DATA UNDER STUDY:
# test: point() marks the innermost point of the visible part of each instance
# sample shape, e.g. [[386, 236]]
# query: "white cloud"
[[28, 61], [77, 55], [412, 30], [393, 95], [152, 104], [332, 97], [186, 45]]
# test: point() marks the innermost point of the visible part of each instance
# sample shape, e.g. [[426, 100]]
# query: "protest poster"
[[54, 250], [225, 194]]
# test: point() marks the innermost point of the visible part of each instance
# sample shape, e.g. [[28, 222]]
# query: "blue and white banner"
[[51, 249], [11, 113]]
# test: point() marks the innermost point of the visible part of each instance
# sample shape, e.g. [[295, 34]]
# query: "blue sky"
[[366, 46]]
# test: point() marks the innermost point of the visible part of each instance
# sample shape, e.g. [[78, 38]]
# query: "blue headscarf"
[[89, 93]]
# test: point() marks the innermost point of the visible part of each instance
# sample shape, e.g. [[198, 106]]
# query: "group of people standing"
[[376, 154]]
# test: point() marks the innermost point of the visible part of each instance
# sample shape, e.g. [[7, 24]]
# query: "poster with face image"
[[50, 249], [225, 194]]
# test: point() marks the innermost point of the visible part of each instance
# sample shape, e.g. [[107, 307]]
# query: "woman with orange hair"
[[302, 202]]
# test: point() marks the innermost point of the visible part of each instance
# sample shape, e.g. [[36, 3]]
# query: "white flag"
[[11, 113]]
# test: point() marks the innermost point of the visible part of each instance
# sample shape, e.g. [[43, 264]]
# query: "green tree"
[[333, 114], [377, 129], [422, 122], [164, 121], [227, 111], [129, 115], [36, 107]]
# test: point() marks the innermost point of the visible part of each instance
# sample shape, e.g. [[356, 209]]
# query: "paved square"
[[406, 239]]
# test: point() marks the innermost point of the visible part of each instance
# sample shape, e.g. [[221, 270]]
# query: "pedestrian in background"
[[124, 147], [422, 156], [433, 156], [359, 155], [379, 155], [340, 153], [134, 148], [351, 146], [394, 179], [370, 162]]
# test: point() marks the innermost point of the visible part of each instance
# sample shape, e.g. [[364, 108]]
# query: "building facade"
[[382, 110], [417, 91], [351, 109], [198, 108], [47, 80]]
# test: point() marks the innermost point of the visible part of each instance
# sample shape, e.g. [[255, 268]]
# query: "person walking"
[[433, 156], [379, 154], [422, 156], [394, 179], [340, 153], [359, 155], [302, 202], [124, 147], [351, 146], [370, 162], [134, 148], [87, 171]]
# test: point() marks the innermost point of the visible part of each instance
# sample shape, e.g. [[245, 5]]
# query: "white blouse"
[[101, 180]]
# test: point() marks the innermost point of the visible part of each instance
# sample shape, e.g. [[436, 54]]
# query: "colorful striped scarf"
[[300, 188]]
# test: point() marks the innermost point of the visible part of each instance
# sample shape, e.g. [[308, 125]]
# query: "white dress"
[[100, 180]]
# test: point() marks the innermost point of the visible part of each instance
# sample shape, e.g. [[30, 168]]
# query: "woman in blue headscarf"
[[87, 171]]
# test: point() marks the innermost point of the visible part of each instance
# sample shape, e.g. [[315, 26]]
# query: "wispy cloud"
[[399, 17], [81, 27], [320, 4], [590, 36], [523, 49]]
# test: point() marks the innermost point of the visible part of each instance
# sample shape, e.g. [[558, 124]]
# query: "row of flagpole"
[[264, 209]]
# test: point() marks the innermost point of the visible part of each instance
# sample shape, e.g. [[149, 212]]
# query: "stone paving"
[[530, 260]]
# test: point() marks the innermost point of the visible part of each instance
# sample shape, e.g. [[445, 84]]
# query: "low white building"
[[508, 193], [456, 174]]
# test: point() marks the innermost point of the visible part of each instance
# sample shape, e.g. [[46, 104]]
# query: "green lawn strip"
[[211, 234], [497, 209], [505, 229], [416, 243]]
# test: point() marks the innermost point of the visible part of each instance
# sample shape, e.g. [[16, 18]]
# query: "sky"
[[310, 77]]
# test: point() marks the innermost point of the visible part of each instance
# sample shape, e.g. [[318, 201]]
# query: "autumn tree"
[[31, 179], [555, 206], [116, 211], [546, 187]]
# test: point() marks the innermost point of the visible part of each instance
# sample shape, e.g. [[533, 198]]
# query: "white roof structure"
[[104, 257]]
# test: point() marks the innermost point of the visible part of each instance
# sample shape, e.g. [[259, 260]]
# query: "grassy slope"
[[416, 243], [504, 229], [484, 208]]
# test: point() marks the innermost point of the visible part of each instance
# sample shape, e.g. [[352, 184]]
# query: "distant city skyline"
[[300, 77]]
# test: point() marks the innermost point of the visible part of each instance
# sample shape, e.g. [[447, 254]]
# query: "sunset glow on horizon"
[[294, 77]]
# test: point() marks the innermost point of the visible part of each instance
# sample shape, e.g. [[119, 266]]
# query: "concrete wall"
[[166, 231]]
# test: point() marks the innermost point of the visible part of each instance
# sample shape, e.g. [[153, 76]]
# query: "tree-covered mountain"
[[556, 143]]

EXERCISE BRIEF: The lines to return run from the one containing "# sample shape, e.g. [[447, 254]]" through the last line of the material above. Please reproduce them exactly.

RESPONSE TO THE TASK:
# sample shape, e.g. [[447, 254]]
# query: "sunset glow on horizon"
[[294, 77]]
# test: point() marks the innermost point of the visible part of each instance
# sample shape, e.g. [[119, 266]]
# query: "concrete wall"
[[166, 231]]
# test: point() marks the innermost point of the visible part of each instance
# sample shape, e.g. [[153, 76]]
# query: "tree-covered mountain"
[[556, 143]]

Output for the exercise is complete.